TASK SET:
1: Copy the stretch from "While conducting my" through "success and failure." in the baseball correlations excerpt.
2: Answer these questions using the baseball correlations excerpt.
(a) What r value does it give for the relationship between team wins and run differential?
(b) Which database was used in the research it describes?
(c) What does it call probably a player's best measurement of failure?

PAGE EXCERPT:

Baseball has its share of cool correlations, the most famous of which is the extremely strong relationship between team wins and run differential.
Run differential is the difference between the runs scored by a team, and the runs allowed. With an r of 0.934, the win/run differential relationship is so linear, that a team with a season run differential of 100 can expect to win 90+ games. In fact, this correlation is a basis for the “moneyball” style of baseball management. Teams acquire players that will maximize this run differential with the expectation that it will in turn deliver a certain number of wins.
(The strong linear relationship between wins and run differential)
While conducting my own research using the Sean Lahman database, I discovered a few unexpected correlations. Though none inspire the same wonderment as the correlation between divorce in Maine and the consumption of margarine (r=0.99), some made me scratch my head and think deeply about the game of baseball.
Baseball Correlation #1: You Have to Be in It to Lose It
In baseball there is a strong positive relationship between success and failure.
A strike out is probably a player’s best measurement of failure. A batter walks up to the plate. He swings, misses, and walks back to the dugout with a head hanging low. Or worse, a player stands motionless as the pitcher delivers a strike, in which case, the player walks back with a head hanging even lower.

EXTRACTED MATERIAL:
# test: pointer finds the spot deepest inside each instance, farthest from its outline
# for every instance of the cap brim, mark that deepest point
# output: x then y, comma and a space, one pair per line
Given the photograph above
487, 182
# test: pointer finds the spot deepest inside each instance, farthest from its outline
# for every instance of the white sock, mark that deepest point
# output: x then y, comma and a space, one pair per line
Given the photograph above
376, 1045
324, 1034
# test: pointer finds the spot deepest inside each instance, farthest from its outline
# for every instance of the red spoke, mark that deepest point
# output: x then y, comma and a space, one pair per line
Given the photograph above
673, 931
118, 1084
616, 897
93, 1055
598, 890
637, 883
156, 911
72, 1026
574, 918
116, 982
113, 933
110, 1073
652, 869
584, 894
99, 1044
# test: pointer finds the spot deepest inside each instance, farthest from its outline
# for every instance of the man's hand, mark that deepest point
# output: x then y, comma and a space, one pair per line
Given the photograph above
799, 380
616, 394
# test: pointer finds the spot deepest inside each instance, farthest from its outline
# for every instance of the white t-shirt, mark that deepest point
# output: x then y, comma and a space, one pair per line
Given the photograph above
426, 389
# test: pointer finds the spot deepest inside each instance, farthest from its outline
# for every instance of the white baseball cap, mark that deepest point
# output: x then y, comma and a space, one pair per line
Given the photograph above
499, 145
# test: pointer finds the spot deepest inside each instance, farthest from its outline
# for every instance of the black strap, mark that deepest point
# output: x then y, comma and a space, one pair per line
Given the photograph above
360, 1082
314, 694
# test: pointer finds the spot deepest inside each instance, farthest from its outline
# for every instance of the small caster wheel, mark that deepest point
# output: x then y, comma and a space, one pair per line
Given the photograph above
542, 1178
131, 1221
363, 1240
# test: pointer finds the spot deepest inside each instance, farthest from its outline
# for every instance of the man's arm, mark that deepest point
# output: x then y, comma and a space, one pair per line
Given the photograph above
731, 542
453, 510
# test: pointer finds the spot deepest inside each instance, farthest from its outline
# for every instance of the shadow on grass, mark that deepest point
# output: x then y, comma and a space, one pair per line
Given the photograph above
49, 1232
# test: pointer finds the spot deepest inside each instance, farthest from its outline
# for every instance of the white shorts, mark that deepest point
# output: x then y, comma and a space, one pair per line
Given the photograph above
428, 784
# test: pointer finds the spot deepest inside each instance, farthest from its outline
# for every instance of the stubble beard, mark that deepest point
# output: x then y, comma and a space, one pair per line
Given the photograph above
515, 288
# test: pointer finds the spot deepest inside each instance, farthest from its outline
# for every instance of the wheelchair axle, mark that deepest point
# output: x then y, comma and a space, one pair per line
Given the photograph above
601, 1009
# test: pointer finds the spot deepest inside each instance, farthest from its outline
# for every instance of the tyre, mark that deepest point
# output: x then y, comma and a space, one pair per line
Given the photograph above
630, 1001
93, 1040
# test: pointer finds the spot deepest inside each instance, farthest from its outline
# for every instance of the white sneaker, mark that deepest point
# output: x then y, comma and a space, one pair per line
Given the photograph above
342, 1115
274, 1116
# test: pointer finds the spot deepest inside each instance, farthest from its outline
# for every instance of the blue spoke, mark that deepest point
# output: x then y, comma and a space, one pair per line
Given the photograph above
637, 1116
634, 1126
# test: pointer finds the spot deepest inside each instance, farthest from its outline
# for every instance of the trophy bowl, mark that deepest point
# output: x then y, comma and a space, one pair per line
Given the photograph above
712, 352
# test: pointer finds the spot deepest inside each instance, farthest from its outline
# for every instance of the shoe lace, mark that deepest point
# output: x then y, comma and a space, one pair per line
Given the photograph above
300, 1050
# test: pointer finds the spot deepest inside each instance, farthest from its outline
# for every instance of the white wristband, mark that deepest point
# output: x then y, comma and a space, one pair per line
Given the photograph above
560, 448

THE RESPONSES:
1:
While conducting my own research using the Sean Lahman database, I discovered a few unexpected correlations. Though none inspire the same wonderment as the correlation between divorce in Maine and the consumption of margarine (r=0.99), some made me scratch my head and think deeply about the game of baseball.
Baseball Correlation #1: You Have to Be in It to Lose It
In baseball there is a strong positive relationship between success and failure.

2:
(a) 0.934
(b) The Sean Lahman database
(c) A strike out